* TASK GOAL
Echo back the items below verbatim, starting at the first line and ending with the line that contains "column 247, row 164".

## Start RECORDS TO USE

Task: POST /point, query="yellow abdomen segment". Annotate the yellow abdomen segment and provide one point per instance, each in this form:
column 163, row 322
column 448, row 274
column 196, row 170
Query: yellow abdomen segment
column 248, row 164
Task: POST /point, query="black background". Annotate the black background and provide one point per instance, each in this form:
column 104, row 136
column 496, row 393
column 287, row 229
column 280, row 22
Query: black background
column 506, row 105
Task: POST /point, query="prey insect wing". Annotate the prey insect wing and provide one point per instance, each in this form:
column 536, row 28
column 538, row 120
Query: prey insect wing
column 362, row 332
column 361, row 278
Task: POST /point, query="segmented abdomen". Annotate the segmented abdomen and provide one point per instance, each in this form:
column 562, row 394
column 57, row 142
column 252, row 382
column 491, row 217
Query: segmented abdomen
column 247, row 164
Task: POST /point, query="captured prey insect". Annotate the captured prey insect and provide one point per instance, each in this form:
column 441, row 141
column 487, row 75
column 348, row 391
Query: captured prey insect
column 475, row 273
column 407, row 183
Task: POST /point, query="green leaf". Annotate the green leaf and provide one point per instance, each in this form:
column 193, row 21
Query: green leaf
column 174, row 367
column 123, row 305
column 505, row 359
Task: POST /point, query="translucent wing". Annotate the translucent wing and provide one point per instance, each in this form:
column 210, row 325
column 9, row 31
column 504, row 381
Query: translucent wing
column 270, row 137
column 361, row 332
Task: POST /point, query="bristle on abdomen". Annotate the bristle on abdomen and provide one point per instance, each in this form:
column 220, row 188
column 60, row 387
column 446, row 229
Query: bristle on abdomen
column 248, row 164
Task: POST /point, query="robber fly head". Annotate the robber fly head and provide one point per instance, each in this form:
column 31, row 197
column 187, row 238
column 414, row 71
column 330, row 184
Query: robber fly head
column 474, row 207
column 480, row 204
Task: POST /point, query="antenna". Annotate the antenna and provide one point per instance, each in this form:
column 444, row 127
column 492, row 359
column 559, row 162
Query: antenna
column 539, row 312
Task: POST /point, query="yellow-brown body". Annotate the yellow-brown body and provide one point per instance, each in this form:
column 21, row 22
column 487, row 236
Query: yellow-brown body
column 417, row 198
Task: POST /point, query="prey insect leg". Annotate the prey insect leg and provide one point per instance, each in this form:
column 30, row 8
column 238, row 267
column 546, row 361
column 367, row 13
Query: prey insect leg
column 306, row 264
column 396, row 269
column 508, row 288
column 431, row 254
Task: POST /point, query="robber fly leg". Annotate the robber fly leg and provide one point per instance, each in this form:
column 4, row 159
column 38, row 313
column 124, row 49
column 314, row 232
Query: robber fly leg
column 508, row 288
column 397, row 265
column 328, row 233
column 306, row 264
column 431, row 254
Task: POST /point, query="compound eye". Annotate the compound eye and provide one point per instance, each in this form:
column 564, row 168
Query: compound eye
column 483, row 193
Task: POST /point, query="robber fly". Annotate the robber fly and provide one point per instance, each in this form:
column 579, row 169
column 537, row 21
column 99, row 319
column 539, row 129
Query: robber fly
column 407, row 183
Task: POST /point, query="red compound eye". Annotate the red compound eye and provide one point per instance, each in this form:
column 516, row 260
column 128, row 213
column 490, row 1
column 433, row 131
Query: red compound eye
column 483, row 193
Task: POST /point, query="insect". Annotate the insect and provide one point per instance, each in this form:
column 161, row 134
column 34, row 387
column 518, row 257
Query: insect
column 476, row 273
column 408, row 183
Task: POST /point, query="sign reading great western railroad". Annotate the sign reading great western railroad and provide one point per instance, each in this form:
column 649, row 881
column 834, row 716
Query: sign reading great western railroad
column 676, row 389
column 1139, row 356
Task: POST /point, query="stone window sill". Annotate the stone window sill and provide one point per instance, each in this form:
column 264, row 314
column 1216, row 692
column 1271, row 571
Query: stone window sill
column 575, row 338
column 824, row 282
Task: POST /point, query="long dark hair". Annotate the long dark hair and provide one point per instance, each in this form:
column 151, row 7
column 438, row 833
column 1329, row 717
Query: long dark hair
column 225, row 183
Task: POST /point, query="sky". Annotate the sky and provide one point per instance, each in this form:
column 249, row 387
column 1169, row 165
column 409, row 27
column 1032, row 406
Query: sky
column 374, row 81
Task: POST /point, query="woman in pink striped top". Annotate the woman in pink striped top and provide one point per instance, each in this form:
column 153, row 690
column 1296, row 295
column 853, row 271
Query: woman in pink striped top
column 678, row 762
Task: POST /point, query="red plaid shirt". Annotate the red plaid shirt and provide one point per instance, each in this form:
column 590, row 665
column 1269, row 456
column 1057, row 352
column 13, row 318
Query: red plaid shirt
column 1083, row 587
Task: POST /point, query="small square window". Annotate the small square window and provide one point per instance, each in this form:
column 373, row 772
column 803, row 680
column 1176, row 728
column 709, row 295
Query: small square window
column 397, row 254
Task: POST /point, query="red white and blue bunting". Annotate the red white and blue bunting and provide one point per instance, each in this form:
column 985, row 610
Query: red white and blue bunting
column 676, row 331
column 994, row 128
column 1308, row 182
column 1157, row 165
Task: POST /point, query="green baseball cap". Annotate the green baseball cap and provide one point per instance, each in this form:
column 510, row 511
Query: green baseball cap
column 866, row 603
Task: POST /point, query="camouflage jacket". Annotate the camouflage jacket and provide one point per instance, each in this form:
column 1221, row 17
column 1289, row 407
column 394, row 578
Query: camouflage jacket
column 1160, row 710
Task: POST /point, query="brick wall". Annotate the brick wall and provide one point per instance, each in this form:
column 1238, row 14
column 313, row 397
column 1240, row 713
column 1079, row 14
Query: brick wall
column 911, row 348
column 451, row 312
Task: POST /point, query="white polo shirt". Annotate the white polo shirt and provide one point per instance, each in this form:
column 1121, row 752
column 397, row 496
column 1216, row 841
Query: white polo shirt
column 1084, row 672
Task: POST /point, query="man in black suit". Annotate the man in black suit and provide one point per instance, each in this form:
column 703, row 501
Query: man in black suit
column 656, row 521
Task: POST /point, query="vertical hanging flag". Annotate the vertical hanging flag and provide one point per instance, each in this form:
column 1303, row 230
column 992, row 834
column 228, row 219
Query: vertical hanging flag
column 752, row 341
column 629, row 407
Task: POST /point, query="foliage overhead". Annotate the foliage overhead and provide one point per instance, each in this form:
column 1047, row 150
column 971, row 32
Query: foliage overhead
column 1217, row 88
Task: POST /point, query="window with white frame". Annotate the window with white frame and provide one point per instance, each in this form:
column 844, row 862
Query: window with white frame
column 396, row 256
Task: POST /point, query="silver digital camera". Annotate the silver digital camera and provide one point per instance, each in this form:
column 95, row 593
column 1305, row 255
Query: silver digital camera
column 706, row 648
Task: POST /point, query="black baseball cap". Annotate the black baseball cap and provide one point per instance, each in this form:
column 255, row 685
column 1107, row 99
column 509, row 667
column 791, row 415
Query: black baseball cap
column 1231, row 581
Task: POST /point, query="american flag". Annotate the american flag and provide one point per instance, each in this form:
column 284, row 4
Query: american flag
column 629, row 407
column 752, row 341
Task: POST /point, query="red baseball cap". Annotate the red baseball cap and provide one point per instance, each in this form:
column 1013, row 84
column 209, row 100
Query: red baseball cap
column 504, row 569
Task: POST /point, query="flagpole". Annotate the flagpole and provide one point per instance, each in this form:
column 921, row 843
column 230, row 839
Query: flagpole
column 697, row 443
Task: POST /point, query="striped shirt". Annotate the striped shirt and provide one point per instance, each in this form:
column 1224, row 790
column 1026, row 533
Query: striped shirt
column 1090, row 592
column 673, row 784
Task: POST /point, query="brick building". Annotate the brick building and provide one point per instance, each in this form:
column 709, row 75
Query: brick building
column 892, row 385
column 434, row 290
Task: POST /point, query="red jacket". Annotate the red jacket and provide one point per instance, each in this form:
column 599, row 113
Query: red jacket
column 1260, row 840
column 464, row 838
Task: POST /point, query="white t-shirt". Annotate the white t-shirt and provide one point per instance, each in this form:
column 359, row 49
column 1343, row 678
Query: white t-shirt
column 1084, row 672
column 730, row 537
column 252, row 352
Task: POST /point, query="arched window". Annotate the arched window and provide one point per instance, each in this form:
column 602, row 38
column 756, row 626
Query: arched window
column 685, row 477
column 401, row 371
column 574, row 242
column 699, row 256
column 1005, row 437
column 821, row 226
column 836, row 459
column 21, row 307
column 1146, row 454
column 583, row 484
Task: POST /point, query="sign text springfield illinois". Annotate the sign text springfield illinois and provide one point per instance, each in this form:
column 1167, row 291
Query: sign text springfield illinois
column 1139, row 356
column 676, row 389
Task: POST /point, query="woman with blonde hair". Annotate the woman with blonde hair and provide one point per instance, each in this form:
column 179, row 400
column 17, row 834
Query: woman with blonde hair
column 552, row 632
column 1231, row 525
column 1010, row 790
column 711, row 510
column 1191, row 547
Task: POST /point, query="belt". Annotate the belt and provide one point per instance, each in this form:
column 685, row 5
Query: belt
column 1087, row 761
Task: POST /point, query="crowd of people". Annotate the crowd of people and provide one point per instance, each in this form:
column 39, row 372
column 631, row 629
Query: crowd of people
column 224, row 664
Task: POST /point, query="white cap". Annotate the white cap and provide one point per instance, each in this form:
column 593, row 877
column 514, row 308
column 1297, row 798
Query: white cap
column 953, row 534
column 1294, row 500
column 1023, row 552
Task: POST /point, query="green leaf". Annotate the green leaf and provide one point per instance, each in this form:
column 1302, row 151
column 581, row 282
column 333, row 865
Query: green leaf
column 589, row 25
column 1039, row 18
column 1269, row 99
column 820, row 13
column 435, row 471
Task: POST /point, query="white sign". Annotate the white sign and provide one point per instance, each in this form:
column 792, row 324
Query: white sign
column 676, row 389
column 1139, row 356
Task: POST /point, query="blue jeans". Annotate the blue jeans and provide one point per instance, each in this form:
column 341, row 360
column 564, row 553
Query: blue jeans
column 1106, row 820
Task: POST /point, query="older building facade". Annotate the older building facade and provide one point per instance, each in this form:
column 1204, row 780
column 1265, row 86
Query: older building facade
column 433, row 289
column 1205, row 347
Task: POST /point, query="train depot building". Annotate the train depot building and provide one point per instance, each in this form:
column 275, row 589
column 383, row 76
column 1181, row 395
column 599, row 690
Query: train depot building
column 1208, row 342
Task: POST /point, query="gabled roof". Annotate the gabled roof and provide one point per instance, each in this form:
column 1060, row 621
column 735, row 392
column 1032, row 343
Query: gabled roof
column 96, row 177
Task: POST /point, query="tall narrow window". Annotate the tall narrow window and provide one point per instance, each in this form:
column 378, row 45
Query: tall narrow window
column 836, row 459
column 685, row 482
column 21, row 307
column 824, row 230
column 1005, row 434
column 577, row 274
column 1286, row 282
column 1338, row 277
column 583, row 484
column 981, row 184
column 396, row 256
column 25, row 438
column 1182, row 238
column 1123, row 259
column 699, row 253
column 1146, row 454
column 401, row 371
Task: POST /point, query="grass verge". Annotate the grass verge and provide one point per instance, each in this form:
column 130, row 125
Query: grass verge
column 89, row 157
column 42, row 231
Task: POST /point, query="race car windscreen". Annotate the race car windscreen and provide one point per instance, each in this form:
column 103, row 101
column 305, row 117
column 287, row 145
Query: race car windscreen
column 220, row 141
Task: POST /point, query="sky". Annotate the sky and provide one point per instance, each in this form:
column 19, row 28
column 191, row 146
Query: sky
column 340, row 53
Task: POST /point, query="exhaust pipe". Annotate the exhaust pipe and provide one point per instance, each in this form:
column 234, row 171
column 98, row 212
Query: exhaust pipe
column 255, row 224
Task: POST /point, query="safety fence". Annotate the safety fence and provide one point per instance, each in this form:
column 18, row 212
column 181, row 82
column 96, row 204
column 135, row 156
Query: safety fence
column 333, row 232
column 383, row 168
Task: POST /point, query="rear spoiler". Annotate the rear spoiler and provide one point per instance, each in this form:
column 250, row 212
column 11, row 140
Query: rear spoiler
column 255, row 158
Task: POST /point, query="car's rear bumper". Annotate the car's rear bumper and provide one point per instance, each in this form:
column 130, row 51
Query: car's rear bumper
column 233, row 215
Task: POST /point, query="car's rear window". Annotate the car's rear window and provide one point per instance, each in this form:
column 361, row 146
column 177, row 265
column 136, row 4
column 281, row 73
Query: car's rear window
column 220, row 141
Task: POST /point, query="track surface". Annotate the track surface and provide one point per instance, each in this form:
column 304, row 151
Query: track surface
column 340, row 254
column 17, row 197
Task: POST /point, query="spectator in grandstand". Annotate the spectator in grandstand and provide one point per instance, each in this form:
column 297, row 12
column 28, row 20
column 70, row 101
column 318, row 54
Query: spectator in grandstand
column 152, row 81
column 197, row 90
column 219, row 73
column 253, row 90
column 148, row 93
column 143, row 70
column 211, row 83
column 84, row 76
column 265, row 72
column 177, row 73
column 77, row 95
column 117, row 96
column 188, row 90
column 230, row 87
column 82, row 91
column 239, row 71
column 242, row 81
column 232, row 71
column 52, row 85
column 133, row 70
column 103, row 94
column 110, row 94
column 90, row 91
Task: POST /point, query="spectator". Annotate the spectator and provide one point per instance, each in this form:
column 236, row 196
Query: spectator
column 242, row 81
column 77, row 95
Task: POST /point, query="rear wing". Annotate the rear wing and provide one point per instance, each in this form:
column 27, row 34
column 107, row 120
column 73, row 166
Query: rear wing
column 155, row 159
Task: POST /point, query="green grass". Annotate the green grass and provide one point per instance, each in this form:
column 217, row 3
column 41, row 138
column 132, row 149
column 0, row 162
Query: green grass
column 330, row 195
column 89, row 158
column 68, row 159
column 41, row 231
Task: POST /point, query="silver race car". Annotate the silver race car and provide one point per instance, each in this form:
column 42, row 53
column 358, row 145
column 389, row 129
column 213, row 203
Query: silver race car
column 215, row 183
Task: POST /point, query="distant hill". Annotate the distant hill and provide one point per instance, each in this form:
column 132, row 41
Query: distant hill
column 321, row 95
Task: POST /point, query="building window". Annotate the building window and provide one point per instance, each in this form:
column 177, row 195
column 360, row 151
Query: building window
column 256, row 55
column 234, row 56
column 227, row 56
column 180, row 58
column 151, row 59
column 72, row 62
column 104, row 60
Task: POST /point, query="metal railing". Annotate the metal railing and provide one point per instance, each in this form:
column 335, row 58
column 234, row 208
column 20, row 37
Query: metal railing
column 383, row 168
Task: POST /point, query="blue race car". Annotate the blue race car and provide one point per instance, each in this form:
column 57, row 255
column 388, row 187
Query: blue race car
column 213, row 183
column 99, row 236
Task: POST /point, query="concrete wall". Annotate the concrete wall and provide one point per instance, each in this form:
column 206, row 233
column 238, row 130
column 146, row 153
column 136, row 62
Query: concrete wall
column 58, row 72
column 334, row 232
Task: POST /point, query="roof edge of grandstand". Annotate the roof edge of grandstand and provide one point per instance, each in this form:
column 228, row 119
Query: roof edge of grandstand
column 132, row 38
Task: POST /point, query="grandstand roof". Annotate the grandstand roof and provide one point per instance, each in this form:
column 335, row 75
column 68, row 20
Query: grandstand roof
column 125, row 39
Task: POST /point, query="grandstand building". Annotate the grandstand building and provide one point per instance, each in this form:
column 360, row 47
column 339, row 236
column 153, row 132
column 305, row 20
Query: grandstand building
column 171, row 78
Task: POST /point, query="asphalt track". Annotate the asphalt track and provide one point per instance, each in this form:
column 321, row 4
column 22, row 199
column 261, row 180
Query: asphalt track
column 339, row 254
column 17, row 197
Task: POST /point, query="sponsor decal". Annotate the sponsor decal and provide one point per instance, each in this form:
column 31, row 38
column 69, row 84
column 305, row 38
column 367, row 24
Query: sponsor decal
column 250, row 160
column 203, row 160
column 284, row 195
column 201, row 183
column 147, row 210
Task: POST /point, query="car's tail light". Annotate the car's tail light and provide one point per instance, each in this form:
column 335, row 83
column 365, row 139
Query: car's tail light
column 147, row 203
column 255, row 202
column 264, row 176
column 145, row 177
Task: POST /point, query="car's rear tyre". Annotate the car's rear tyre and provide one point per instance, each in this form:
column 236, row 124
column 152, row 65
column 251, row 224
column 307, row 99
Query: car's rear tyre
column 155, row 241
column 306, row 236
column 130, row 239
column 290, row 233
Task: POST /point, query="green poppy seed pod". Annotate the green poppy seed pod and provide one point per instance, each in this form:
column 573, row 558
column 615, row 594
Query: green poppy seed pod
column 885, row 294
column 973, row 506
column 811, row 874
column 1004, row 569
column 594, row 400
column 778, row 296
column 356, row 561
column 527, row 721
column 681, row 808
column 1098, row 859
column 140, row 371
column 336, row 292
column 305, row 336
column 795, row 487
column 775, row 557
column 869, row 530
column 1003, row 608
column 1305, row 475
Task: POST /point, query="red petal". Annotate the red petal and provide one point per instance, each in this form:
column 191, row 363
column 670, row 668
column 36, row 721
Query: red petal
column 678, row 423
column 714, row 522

## End RECORDS TO USE

* IN RESPONSE
Task: POST /point, query="yellow abdomen segment". Annotate the yellow abdomen segment and provide one point per instance, each in this form:
column 163, row 322
column 448, row 274
column 196, row 170
Query: yellow abdomen segment
column 248, row 164
Task: POST /point, query="black background". Annotate the black background and provide one point per instance, each in this form:
column 104, row 136
column 496, row 393
column 287, row 229
column 280, row 22
Query: black background
column 506, row 105
Task: POST /point, query="prey insect wing". Annotate the prey insect wing and provide one point per instance, each in this form:
column 536, row 28
column 538, row 120
Query: prey insect wing
column 362, row 332
column 361, row 278
Task: POST /point, query="segmented abdomen". Annotate the segmented abdomen and provide one point per instance, each in this form:
column 562, row 394
column 57, row 142
column 252, row 382
column 491, row 217
Query: segmented abdomen
column 247, row 164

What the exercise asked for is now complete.